TESTO DI PARTENZA -
Le diverse letture della
decadenza
Il cambiamento fu evidente agli occhi di tutti coloro che vissero in quest’epoca, da Seneca il Vecchio a Petronio (che nei libri I e II del Satyricon inserisce un dibattito sulla decadenza dell’eloquenza), da Quintiliano a Tacito.
Del fenomeno furono date diverse
letture:
a)
stilistico - formale e mirante a evidenziare il decadimento dei costumi
(> Quintiliano)
b)
storico - politica e mirante a fornire una spiegazione più pragmatica
(> Tacito)
Quintiliano
e l’Institutio oratoria
Obiettivo: restaurazione
dell’eloquenza
Strumento: rigenerazione
del sistema didattico - educativo attraverso un programma complessivo di
formazione culturale e morale che il futuro oratore deve seguire
scrupolosamente dall’infanzia fino all’ingresso nella vita pubblica.
Presupposto: la decadenza
dell’eloquenza è dovuta alla rilassatezza dei costumi. Educando i futuri
oratori a un regime di onestà e di virtù si rinnoverà l’intera retorica.
Il
problema della retorica
Nel secondo libro,
Quintiliano si sofferma ad analizzare la natura, il fine e l’utilità della
retorica:
“Prima di tutto vediamo che cosa sia la
retorica che viene definita invero variamente, ma che presenta due questioni:
si discute infatti sulla qualità della cosa stessa o sul collegamento delle parole. La prima e
principale differenza delle opinioni è su questo punto: alcuni ritengono che
anche gli uomini disonesti si possano chiamare oratori, altri (dei quali
seguiamo il parere) vogliono che questo nome e l’arte della quale parliamo sia
da attribuirsi solo agli uomini onesti. […]
E’ frequentissima la definizione
che la retorica sia la forza della persuasione.”

Elementi tratti da una fonte di dati -

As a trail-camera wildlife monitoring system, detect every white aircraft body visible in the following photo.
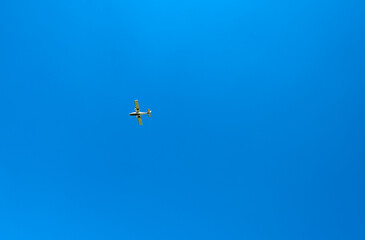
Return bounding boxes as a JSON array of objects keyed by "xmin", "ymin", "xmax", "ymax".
[{"xmin": 129, "ymin": 100, "xmax": 152, "ymax": 125}]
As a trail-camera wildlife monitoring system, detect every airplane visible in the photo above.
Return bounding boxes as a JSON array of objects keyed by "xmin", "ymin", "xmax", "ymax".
[{"xmin": 129, "ymin": 100, "xmax": 152, "ymax": 125}]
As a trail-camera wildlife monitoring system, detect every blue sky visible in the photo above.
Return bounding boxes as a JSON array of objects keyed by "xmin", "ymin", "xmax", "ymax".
[{"xmin": 0, "ymin": 0, "xmax": 365, "ymax": 240}]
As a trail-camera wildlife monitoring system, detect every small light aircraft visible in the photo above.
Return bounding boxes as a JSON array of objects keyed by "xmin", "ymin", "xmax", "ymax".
[{"xmin": 129, "ymin": 100, "xmax": 152, "ymax": 125}]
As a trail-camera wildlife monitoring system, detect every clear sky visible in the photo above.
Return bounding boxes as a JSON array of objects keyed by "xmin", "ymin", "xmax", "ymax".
[{"xmin": 0, "ymin": 0, "xmax": 365, "ymax": 240}]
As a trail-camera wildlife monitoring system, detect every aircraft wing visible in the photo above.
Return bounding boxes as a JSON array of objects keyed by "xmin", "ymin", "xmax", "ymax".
[
  {"xmin": 137, "ymin": 116, "xmax": 142, "ymax": 125},
  {"xmin": 134, "ymin": 100, "xmax": 139, "ymax": 112}
]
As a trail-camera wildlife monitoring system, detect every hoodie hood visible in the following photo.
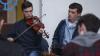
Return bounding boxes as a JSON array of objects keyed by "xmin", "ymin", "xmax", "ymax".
[{"xmin": 71, "ymin": 32, "xmax": 100, "ymax": 47}]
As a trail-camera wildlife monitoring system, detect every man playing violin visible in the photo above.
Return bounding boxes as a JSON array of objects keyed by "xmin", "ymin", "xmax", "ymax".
[{"xmin": 7, "ymin": 1, "xmax": 48, "ymax": 56}]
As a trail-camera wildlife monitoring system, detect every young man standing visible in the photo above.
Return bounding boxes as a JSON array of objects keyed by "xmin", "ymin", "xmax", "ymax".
[{"xmin": 51, "ymin": 3, "xmax": 83, "ymax": 55}]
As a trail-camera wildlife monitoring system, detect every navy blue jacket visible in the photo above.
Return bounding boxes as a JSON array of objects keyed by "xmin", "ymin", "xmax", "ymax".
[{"xmin": 8, "ymin": 20, "xmax": 47, "ymax": 53}]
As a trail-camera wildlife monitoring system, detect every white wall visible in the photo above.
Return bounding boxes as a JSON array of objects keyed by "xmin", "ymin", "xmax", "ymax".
[
  {"xmin": 28, "ymin": 0, "xmax": 42, "ymax": 17},
  {"xmin": 30, "ymin": 0, "xmax": 100, "ymax": 50},
  {"xmin": 42, "ymin": 0, "xmax": 100, "ymax": 50}
]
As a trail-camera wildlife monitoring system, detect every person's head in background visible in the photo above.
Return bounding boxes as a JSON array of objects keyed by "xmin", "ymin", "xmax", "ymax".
[
  {"xmin": 68, "ymin": 3, "xmax": 83, "ymax": 23},
  {"xmin": 22, "ymin": 1, "xmax": 33, "ymax": 19},
  {"xmin": 77, "ymin": 13, "xmax": 100, "ymax": 35}
]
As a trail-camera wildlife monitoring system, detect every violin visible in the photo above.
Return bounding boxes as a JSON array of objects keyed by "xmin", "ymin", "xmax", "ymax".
[{"xmin": 26, "ymin": 16, "xmax": 49, "ymax": 38}]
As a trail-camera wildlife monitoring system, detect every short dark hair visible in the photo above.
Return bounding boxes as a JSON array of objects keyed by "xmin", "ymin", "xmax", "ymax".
[
  {"xmin": 69, "ymin": 3, "xmax": 83, "ymax": 13},
  {"xmin": 22, "ymin": 1, "xmax": 33, "ymax": 10},
  {"xmin": 77, "ymin": 13, "xmax": 100, "ymax": 33}
]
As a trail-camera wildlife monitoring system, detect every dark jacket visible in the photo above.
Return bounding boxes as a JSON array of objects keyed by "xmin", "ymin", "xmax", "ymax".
[
  {"xmin": 62, "ymin": 32, "xmax": 100, "ymax": 56},
  {"xmin": 51, "ymin": 19, "xmax": 74, "ymax": 55},
  {"xmin": 7, "ymin": 20, "xmax": 42, "ymax": 53}
]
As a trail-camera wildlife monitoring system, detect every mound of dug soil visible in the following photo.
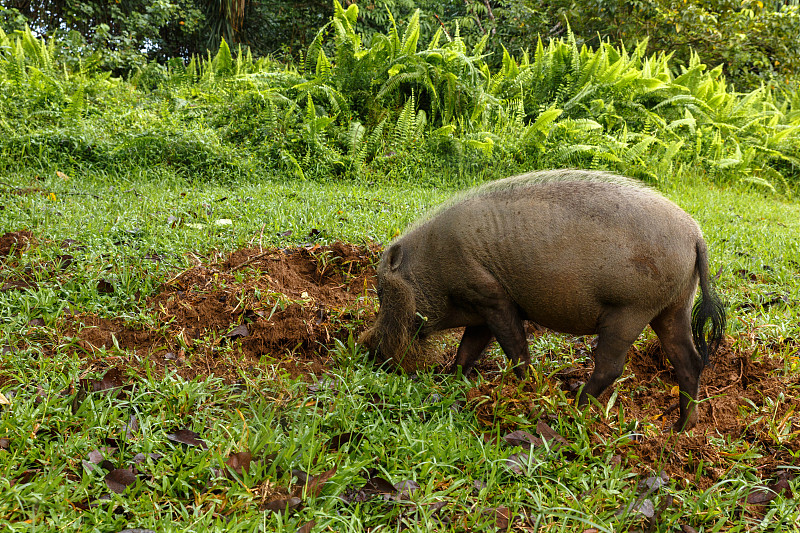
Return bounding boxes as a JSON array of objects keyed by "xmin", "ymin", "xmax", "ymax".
[
  {"xmin": 71, "ymin": 242, "xmax": 378, "ymax": 379},
  {"xmin": 467, "ymin": 339, "xmax": 800, "ymax": 489},
  {"xmin": 59, "ymin": 243, "xmax": 800, "ymax": 488}
]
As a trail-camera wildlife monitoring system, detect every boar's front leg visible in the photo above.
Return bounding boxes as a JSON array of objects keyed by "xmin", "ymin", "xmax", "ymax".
[
  {"xmin": 450, "ymin": 326, "xmax": 492, "ymax": 376},
  {"xmin": 453, "ymin": 296, "xmax": 531, "ymax": 379}
]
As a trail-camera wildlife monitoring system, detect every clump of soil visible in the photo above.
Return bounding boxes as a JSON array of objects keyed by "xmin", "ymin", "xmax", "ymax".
[
  {"xmin": 70, "ymin": 242, "xmax": 378, "ymax": 379},
  {"xmin": 54, "ymin": 239, "xmax": 800, "ymax": 488},
  {"xmin": 467, "ymin": 339, "xmax": 800, "ymax": 489}
]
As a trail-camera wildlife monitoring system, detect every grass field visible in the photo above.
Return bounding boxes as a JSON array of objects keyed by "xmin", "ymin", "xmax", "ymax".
[{"xmin": 0, "ymin": 167, "xmax": 800, "ymax": 532}]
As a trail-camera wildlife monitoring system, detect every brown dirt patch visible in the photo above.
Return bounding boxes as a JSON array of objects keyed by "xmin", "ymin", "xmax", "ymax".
[
  {"xmin": 64, "ymin": 242, "xmax": 378, "ymax": 380},
  {"xmin": 0, "ymin": 231, "xmax": 36, "ymax": 258},
  {"xmin": 467, "ymin": 339, "xmax": 800, "ymax": 489},
  {"xmin": 51, "ymin": 243, "xmax": 800, "ymax": 489}
]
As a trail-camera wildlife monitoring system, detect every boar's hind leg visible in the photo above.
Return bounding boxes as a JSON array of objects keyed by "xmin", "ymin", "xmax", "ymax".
[
  {"xmin": 578, "ymin": 310, "xmax": 647, "ymax": 405},
  {"xmin": 451, "ymin": 326, "xmax": 492, "ymax": 376},
  {"xmin": 650, "ymin": 301, "xmax": 703, "ymax": 431}
]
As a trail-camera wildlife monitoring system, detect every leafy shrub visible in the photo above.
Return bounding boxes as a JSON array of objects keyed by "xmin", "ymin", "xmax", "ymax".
[{"xmin": 0, "ymin": 2, "xmax": 800, "ymax": 192}]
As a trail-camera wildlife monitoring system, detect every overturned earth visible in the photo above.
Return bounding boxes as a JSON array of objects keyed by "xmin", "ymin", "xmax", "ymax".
[{"xmin": 45, "ymin": 242, "xmax": 800, "ymax": 488}]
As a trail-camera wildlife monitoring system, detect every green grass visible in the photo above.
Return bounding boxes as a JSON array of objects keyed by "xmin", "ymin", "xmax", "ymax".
[{"xmin": 0, "ymin": 169, "xmax": 800, "ymax": 532}]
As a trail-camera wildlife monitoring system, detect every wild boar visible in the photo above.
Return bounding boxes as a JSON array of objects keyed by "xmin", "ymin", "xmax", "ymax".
[{"xmin": 360, "ymin": 170, "xmax": 725, "ymax": 430}]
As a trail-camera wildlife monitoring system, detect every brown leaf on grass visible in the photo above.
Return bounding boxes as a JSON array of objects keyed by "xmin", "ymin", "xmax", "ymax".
[
  {"xmin": 536, "ymin": 420, "xmax": 569, "ymax": 449},
  {"xmin": 339, "ymin": 477, "xmax": 397, "ymax": 504},
  {"xmin": 506, "ymin": 450, "xmax": 531, "ymax": 476},
  {"xmin": 264, "ymin": 496, "xmax": 303, "ymax": 513},
  {"xmin": 105, "ymin": 468, "xmax": 136, "ymax": 494},
  {"xmin": 122, "ymin": 415, "xmax": 139, "ymax": 441},
  {"xmin": 87, "ymin": 446, "xmax": 117, "ymax": 465},
  {"xmin": 225, "ymin": 324, "xmax": 250, "ymax": 339},
  {"xmin": 88, "ymin": 367, "xmax": 125, "ymax": 392},
  {"xmin": 503, "ymin": 429, "xmax": 544, "ymax": 450},
  {"xmin": 305, "ymin": 466, "xmax": 338, "ymax": 498},
  {"xmin": 97, "ymin": 279, "xmax": 114, "ymax": 294},
  {"xmin": 485, "ymin": 507, "xmax": 513, "ymax": 529},
  {"xmin": 133, "ymin": 452, "xmax": 164, "ymax": 465},
  {"xmin": 328, "ymin": 431, "xmax": 364, "ymax": 450},
  {"xmin": 394, "ymin": 479, "xmax": 419, "ymax": 500},
  {"xmin": 167, "ymin": 429, "xmax": 208, "ymax": 450},
  {"xmin": 747, "ymin": 479, "xmax": 793, "ymax": 505},
  {"xmin": 0, "ymin": 231, "xmax": 35, "ymax": 256},
  {"xmin": 297, "ymin": 520, "xmax": 317, "ymax": 533},
  {"xmin": 225, "ymin": 452, "xmax": 253, "ymax": 478}
]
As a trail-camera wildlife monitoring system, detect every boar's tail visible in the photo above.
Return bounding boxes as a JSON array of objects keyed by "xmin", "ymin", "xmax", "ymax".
[{"xmin": 692, "ymin": 239, "xmax": 726, "ymax": 365}]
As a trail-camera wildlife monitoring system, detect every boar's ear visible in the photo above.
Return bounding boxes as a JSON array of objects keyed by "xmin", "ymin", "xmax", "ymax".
[{"xmin": 386, "ymin": 244, "xmax": 403, "ymax": 271}]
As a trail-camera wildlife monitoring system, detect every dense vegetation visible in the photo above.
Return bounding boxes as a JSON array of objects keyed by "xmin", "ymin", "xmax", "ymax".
[
  {"xmin": 0, "ymin": 3, "xmax": 800, "ymax": 193},
  {"xmin": 0, "ymin": 0, "xmax": 800, "ymax": 533}
]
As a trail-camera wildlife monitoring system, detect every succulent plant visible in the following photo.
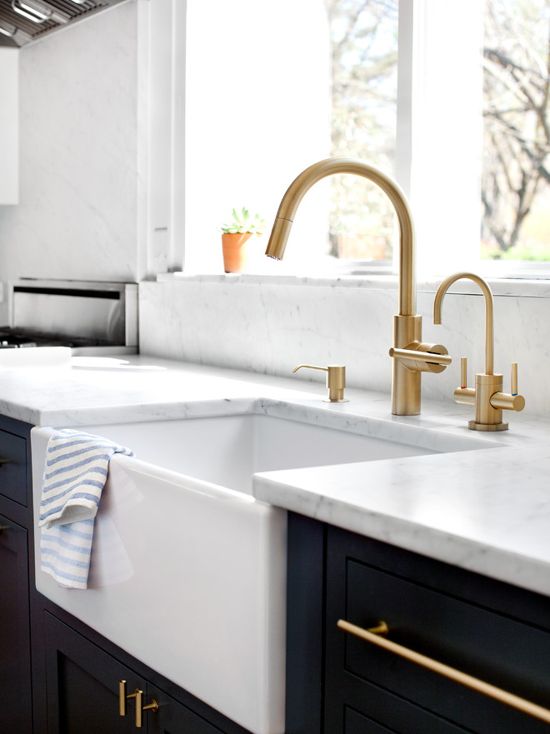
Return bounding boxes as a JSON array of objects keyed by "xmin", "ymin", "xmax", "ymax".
[{"xmin": 222, "ymin": 206, "xmax": 265, "ymax": 234}]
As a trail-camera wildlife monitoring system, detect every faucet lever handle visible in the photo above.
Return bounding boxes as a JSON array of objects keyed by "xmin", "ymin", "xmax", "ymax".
[
  {"xmin": 510, "ymin": 362, "xmax": 519, "ymax": 397},
  {"xmin": 292, "ymin": 364, "xmax": 328, "ymax": 374},
  {"xmin": 460, "ymin": 357, "xmax": 468, "ymax": 390}
]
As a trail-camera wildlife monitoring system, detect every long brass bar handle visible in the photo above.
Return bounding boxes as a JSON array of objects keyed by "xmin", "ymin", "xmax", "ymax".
[
  {"xmin": 337, "ymin": 619, "xmax": 550, "ymax": 724},
  {"xmin": 136, "ymin": 688, "xmax": 159, "ymax": 729}
]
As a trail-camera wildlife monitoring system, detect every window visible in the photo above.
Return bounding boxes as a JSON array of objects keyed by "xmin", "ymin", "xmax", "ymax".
[
  {"xmin": 482, "ymin": 0, "xmax": 550, "ymax": 268},
  {"xmin": 186, "ymin": 0, "xmax": 550, "ymax": 277}
]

COMPITO ASSEGNATO 1 - Modifichi il testo di partenza: ne riporti il passo che comincia con le parole "storico - politica" e si chiude dopo "rinnoverà l’intera retorica.", sostituendo "rilassatezza" con "corruzione".
COMPITO ASSEGNATO 2 - Secondo il testo di partenza, a che cosa è dovuta la decadenza dell'eloquenza nel presupposto di Quintiliano?
COMPITO ASSEGNATO 3 - Prosegua il testo di partenza sulla decadenza dell'eloquenza, riprendendo subito dopo la sua ultima frase.
L'elenco non ha alcun ruolo in questo lavoro.

RISPOSTA AL COMPITO 1 -
storico - politica e mirante a fornire una spiegazione più pragmatica
(> Tacito)
Quintiliano
e l’Institutio oratoria
Obiettivo: restaurazione
dell’eloquenza
Strumento: rigenerazione
del sistema didattico - educativo attraverso un programma complessivo di
formazione culturale e morale che il futuro oratore deve seguire
scrupolosamente dall’infanzia fino all’ingresso nella vita pubblica.
Presupposto: la decadenza
dell’eloquenza è dovuta alla corruzione dei costumi. Educando i futuri
oratori a un regime di onestà e di virtù si rinnoverà l’intera retorica.

RISPOSTA AL COMPITO 2 - Alla rilassatezza dei costumi.

RISPOSTA AL COMPITO 3 -
Quintiliano dissente; egli non è
d’accordo neppure sull’assunto che il fine dell’oratore sia quello di “condurre
gli uomini col dire” a quello che egli vuole. Infatti ci sono altri che
persuadono con le parole o inducono gli uomini a ciò che vogliono, “come le
meretrici, gli adulatori, i seduttori. Invece l’oratore non persuade sempre,
cosicché talvolta non è il suo fine e talvolta gli è comune con quelli che sono
molto lontani dall’oratore”.
La
scienza del ben parlare
“Sembra che pensasse allo stesso modo di
coloro che ho detto anche Cornelio Celso, le cui parole sono: “L’oratore cerca
soltanto il verosimile”. Quindi, poco dopo: “Perché non la buona coscienza, ma
la vittoria della causa è il premio di colui che indice una causa”. Se queste
cose fossero vere, sarebbe da uomini assai disonesti fornire così dannosi
strumenti alla malvagità della natura degli uomini e giovare con precetti ad
essa. Ma essi vedano il motivo della loro opinione.
Quanto a noi che ci siamo
accinti a formare un perfetto oratore che soprattutto vogliamo che sia uomo
onesto, ritorniamo a coloro che su questa arte hanno una opinione migliore.
Ora alcuni hanno creduto che la retorica fosse la medesima cosa che la
politica: Cicerone la chiama una parte della scienza civile. Ora la scienza
civile equivale alla sapienza. Altri la chiamano anche una parte della
filosofia, tra costoro c’è Isocrate. Infatti, non solo abbraccia tutte le virtù
dell’oratore, ma comprende anche i costumi dell’oratore, non essendoci altro
che l’uomo onesto che possa parlare bene. […] La retorica è la scienza del
ben parlare, dal momento che, quando si è trovata la cosa migliore, chi
cerca altro vuole trovare cosa peggiore. Approvata questa definizione, è chiaro
anche quale sia il suo fine o quale sia il suo sommo ed ultimo obiettivo, che è
detto τέλος, al quale tutta l’arte tende. Infatti se essa è la scienza del
parlare bene, il suo fine e il suo supremo obiettivo è il parlar bene.”
L’uso
disonesto della retorica (I)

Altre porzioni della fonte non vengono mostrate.